* Data to process:
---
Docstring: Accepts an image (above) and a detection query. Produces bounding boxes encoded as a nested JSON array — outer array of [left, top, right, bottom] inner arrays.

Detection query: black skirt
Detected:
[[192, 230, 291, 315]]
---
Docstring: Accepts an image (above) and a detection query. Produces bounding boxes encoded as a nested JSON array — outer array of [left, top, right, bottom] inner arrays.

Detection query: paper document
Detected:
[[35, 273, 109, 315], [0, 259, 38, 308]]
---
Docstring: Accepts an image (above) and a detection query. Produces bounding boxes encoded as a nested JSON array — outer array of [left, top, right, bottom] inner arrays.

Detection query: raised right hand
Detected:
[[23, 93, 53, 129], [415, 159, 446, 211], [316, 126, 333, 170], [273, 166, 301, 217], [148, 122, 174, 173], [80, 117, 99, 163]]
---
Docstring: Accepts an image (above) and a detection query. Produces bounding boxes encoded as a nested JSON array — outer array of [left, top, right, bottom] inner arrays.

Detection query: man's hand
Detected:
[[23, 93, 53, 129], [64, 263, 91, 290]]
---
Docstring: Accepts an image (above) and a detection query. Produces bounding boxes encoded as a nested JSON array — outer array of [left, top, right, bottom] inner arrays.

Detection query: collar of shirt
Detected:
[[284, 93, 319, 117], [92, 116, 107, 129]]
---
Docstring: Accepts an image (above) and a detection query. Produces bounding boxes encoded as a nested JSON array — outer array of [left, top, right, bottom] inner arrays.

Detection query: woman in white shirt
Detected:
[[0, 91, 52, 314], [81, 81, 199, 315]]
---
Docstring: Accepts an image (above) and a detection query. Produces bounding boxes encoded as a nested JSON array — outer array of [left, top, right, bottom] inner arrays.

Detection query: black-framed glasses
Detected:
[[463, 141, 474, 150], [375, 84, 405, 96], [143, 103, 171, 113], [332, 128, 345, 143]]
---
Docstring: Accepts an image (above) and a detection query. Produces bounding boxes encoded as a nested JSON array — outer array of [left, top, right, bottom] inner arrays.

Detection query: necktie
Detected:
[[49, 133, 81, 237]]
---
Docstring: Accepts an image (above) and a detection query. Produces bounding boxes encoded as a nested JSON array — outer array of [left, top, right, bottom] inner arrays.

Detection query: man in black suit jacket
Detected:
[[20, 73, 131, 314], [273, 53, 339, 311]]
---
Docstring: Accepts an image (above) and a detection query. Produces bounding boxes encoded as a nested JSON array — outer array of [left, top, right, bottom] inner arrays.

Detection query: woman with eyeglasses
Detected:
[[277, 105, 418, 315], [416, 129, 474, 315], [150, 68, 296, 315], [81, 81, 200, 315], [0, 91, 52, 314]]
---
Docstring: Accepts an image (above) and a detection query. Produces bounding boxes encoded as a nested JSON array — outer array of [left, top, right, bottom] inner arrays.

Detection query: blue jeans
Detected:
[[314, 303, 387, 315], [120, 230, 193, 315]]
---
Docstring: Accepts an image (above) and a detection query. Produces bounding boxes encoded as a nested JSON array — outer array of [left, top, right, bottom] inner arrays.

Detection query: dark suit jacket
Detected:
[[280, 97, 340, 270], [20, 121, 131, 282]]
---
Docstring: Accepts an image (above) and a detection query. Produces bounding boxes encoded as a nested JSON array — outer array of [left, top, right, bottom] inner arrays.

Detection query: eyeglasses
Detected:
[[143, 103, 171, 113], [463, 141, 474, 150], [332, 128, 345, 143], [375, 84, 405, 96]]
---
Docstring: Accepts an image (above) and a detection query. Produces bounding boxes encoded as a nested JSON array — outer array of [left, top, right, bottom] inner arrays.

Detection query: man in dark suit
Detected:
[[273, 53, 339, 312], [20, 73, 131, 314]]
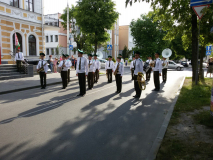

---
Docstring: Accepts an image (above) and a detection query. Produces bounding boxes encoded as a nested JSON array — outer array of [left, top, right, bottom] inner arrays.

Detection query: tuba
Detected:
[[162, 48, 172, 68], [137, 72, 146, 90], [37, 63, 47, 73]]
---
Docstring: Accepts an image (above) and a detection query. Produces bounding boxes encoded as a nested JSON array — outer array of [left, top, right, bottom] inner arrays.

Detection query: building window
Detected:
[[26, 0, 34, 12], [46, 36, 49, 43], [13, 32, 23, 53], [10, 0, 19, 8], [51, 48, 54, 55], [55, 35, 58, 42], [29, 35, 36, 56], [47, 48, 50, 55]]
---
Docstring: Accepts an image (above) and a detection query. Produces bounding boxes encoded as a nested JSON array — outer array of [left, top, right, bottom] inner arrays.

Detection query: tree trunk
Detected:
[[199, 46, 206, 80], [191, 9, 198, 82]]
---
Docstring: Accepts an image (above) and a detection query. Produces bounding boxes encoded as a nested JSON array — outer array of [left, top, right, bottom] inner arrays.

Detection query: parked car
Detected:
[[168, 61, 184, 71], [181, 61, 189, 67]]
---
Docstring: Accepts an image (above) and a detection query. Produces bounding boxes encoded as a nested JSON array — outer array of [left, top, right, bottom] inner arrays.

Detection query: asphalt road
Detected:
[[0, 68, 186, 160]]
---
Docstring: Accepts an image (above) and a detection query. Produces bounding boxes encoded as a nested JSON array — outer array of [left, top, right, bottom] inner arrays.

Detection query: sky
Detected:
[[44, 0, 152, 26]]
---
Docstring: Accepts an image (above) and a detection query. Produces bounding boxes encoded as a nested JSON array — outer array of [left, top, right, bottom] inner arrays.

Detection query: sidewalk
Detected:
[[0, 69, 105, 95]]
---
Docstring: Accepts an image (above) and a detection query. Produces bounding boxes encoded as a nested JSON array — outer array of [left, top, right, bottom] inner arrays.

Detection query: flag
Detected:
[[15, 33, 20, 49]]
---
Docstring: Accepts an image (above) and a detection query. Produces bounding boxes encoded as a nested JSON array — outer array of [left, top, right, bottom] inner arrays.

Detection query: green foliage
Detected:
[[75, 0, 119, 53], [122, 45, 132, 59], [130, 12, 169, 58]]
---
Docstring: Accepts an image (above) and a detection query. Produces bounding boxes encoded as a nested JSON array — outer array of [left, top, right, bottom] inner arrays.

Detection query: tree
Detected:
[[130, 12, 168, 57], [74, 0, 119, 53], [122, 45, 132, 59]]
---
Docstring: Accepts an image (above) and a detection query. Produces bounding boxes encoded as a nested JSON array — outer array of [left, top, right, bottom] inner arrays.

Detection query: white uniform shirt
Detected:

* Requirement:
Gather and copy out every line in the rows above that contains the word "dark". Case counts.

* Exercise solution:
Detection query: dark suit jacket
Detection query: man in dark suit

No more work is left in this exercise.